* _Work item_
Each line below should be written out exactly, with none skipped.

--- Data listing ---

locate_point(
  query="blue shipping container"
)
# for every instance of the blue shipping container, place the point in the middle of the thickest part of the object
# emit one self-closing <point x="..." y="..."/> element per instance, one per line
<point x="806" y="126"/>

---

* _Written solution_
locate_point(
  query="blue shipping container"
)
# for every instance of the blue shipping container, place the point in the middle of the thickest part of the object
# emit one self-closing <point x="..." y="..."/> element per instance, one per line
<point x="806" y="126"/>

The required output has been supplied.